→ TASK INPUTS
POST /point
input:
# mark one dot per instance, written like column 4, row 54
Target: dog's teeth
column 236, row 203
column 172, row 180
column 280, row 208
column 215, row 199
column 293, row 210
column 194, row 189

→ INSTRUCTIONS FOR THE TASK
The full listing should be duplicated exactly, line by line.

→ ANSWER TO THE PROBLEM
POST /point
input:
# mark one dot per instance, written like column 4, row 54
Target: dog's teeth
column 236, row 203
column 172, row 180
column 280, row 208
column 215, row 199
column 293, row 210
column 194, row 189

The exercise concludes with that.